**YOUR INSTRUCTIONS**
Extract every item below word for word, leaving out the pictures.

**EXTRACTED RECORDS**

········

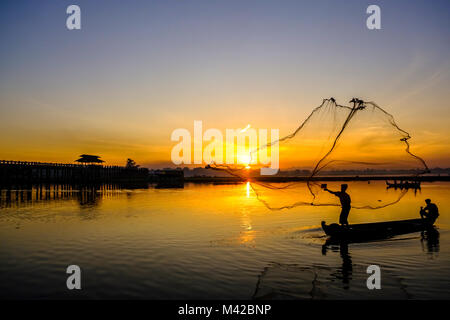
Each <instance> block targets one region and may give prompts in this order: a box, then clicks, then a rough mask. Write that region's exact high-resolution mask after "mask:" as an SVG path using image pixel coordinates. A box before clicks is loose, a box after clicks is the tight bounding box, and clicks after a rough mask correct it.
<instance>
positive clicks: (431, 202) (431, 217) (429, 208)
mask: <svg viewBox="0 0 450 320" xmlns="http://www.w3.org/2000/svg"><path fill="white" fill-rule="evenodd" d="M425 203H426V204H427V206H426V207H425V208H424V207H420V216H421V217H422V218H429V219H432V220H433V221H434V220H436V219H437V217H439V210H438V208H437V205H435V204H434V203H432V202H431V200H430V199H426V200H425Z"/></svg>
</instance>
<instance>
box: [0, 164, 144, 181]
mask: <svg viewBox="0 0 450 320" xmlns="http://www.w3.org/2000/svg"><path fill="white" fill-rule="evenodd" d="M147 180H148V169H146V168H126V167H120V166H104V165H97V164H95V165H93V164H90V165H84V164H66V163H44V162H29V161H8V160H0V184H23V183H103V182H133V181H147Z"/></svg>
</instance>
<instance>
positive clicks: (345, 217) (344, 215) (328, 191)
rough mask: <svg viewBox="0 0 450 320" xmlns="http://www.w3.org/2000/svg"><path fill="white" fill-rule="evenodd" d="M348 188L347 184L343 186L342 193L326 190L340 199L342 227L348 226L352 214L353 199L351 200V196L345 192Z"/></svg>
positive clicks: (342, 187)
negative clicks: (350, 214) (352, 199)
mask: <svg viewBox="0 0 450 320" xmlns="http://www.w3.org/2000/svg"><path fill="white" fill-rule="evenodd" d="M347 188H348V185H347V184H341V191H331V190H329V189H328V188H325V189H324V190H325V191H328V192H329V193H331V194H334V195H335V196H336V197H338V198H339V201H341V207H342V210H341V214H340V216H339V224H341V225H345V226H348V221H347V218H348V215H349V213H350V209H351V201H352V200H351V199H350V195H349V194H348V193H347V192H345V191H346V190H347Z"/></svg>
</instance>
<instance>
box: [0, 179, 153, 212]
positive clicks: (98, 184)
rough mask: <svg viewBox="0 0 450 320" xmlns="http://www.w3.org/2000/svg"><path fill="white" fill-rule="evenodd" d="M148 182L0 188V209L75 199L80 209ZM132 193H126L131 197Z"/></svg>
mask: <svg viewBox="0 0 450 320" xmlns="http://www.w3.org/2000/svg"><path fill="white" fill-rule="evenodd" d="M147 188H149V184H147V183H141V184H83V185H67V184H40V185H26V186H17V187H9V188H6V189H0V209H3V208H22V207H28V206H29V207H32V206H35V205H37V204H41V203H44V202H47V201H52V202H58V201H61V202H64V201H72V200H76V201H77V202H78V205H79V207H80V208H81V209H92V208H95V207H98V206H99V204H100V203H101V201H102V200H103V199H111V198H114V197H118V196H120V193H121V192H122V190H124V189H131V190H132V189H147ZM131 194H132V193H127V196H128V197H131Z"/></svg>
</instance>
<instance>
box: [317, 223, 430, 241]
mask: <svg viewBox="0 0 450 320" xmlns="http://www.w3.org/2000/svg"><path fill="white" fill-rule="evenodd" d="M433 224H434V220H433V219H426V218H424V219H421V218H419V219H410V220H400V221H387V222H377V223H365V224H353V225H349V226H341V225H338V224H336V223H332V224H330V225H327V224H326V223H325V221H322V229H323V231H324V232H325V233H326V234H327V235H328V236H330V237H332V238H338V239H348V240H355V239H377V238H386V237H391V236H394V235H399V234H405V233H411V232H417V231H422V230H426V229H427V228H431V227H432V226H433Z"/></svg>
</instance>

········

**RESPONSE BELOW**
Each <instance> block targets one region and may give prompts in this order: a box, then clicks, then a rough mask. Write that region's exact high-resolution mask after "mask:" as an SVG path using image pixel coordinates. A box before clicks is loose, a box after clicks is the tight bounding box, and clicks after a rough mask correct it.
<instance>
positive clicks: (431, 202) (431, 217) (429, 208)
mask: <svg viewBox="0 0 450 320" xmlns="http://www.w3.org/2000/svg"><path fill="white" fill-rule="evenodd" d="M425 203H426V204H427V206H426V207H425V208H424V207H420V216H421V217H422V218H429V219H432V220H433V221H434V220H436V219H437V217H439V210H438V208H437V205H435V204H434V203H432V202H431V200H430V199H426V200H425Z"/></svg>
</instance>
<instance>
box: [0, 164, 144, 181]
mask: <svg viewBox="0 0 450 320" xmlns="http://www.w3.org/2000/svg"><path fill="white" fill-rule="evenodd" d="M147 180H148V169H146V168H126V167H120V166H104V165H97V164H95V165H93V164H90V165H84V164H66V163H44V162H29V161H8V160H0V184H23V183H103V182H133V181H147Z"/></svg>
</instance>
<instance>
positive clicks: (345, 217) (344, 215) (328, 191)
rough mask: <svg viewBox="0 0 450 320" xmlns="http://www.w3.org/2000/svg"><path fill="white" fill-rule="evenodd" d="M348 188L347 184L343 186L342 193L326 190L340 199L342 227L348 226L352 214L353 199L351 200V196L345 192Z"/></svg>
positive clicks: (342, 187)
negative clicks: (350, 214) (352, 199)
mask: <svg viewBox="0 0 450 320" xmlns="http://www.w3.org/2000/svg"><path fill="white" fill-rule="evenodd" d="M347 188H348V185H347V184H341V191H331V190H329V189H328V188H325V189H324V190H325V191H328V192H329V193H331V194H334V195H335V196H336V197H338V198H339V201H341V207H342V210H341V214H340V216H339V224H341V225H345V226H348V221H347V218H348V215H349V213H350V209H351V201H352V200H351V199H350V195H349V194H348V193H347V192H345V191H346V190H347Z"/></svg>
</instance>
<instance>
box: [0, 179, 153, 212]
positive clicks: (98, 184)
rough mask: <svg viewBox="0 0 450 320" xmlns="http://www.w3.org/2000/svg"><path fill="white" fill-rule="evenodd" d="M148 182L0 188V209L75 199L80 209ZM132 193H126L131 197Z"/></svg>
mask: <svg viewBox="0 0 450 320" xmlns="http://www.w3.org/2000/svg"><path fill="white" fill-rule="evenodd" d="M147 188H149V184H147V183H141V184H83V185H67V184H40V185H26V186H17V187H9V188H6V189H0V209H3V208H22V207H28V206H29V207H32V206H35V205H37V204H41V203H44V202H47V201H52V202H58V201H61V202H64V201H72V200H76V201H77V202H78V205H79V207H80V208H81V209H92V208H95V207H98V206H99V204H100V203H101V201H102V200H103V199H111V198H114V197H118V196H120V193H121V192H122V190H124V189H131V190H132V189H147ZM131 194H132V193H127V196H128V197H131Z"/></svg>
</instance>
<instance>
box: [317, 223, 430, 241]
mask: <svg viewBox="0 0 450 320" xmlns="http://www.w3.org/2000/svg"><path fill="white" fill-rule="evenodd" d="M433 224H434V220H433V219H426V218H424V219H421V218H419V219H410V220H400V221H387V222H377V223H365V224H353V225H349V226H341V225H338V224H336V223H332V224H330V225H327V224H326V223H325V221H322V229H323V231H324V232H325V233H326V234H327V235H328V236H330V237H332V238H338V239H348V240H355V239H377V238H386V237H391V236H394V235H399V234H405V233H411V232H417V231H422V230H426V229H427V228H431V227H432V226H433Z"/></svg>
</instance>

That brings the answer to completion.